◆ **GIVEN TASK**
In the text on the Penn State Consent Decree, who chaired the NCAA executive committee when the Consent Decree agreement was reached?

That was in the summer of 2012. By the time pre-trial proceedings began next winter, that narrative had begun to crumble. The key witness in this respect was Edward Ray, the chairman of the NCAA executive committee at the time the Consent Decree agreement was reached. (The executive committee was the group of presidents to which Emmert repeatedly referred when detailing to Erickson the imminent threat of a death penalty.)
In a detailed report by USA TODAY analyzing the “death penalty” threats, it’s clear that a multi-year ban from football was never going to happen.
In a deposition, Ray “said talk of the death penalty for Penn State never gathered strong support. Ray said the committee discussed such a severe penalty twice–coming to no consensus the first time and voting against it overwhelmingly four days later.”
“Ray said he could not remember the vote outcome, ‘but if you told me it was 19 to 2, I would believe you.’”
This was the “bluff” NCAA VP for enforcement Julie Roe Lach had discussed with Mark Emmert and in her email to Kevin Lennon. The plan was for Emmert to give Penn State an ultimatum: the Consent Decree or death. Penn State chose to live and fight another day.
A Crumbling Case and A Settlement
One month before a third trial was set to begin, this time with the Consent Decree’s legitimacy at stake, the NCAA came to the table and asked to settle out of court.

◆ **DATA SECTION**
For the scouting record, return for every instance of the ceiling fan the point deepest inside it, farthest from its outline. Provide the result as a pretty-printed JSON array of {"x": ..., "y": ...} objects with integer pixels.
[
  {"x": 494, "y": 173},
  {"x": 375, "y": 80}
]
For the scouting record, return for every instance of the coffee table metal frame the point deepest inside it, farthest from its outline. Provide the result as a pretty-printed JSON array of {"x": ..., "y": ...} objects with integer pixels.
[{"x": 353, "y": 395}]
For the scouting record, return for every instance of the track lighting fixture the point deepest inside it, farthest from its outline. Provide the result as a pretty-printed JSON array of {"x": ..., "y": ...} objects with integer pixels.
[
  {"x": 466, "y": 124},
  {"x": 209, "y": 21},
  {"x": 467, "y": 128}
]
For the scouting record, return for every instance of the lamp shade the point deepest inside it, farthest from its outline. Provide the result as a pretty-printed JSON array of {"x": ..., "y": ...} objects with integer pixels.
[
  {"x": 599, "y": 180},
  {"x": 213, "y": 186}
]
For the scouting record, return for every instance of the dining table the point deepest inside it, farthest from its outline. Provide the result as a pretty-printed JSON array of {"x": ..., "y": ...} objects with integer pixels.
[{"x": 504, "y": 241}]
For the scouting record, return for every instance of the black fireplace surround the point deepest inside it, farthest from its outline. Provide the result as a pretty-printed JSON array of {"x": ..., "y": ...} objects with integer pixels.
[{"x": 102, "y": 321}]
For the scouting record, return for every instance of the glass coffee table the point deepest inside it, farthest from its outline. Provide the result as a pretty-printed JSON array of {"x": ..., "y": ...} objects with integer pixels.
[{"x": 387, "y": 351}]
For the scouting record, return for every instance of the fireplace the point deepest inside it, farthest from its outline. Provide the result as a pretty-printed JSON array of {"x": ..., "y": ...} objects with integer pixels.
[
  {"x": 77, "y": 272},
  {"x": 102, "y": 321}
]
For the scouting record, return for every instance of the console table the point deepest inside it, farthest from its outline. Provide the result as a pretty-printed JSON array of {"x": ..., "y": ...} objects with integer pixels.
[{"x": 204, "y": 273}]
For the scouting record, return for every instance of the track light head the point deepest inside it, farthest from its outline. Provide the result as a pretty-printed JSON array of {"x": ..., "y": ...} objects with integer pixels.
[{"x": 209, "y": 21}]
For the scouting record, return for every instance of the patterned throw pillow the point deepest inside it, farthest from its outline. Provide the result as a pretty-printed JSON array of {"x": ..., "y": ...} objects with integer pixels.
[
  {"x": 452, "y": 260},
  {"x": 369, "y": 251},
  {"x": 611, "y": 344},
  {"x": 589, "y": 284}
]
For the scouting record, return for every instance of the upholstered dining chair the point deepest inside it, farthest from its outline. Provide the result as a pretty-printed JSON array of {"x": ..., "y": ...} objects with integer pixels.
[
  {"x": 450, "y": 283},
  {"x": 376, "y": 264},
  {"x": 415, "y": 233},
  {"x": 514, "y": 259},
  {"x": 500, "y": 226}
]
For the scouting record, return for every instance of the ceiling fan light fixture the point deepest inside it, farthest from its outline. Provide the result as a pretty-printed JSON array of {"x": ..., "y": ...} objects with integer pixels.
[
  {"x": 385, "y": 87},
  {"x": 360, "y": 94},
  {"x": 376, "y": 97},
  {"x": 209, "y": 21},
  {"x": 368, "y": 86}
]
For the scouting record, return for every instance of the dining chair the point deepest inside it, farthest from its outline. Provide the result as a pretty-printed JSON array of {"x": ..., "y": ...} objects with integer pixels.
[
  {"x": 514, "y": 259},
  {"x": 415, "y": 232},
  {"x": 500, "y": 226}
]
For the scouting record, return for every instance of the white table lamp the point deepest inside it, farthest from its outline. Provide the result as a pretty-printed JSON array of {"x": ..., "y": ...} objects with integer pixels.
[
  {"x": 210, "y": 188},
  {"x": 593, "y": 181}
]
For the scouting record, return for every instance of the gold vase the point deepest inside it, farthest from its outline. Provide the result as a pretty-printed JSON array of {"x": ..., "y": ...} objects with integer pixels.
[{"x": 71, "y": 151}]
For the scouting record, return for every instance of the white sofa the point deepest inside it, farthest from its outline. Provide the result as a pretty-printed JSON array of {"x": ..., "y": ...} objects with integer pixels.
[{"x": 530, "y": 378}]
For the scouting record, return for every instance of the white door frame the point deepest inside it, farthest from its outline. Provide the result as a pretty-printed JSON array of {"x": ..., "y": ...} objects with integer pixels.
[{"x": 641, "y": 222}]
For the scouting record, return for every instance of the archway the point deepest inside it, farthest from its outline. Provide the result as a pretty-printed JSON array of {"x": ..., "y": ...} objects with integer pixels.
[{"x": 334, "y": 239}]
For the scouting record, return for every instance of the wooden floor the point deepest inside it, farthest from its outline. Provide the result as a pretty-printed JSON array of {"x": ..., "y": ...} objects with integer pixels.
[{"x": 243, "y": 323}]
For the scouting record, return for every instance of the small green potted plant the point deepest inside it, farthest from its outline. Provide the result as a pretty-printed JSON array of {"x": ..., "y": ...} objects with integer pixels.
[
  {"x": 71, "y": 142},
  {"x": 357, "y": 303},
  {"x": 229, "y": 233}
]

◆ **FULL ANSWER**
Edward Ray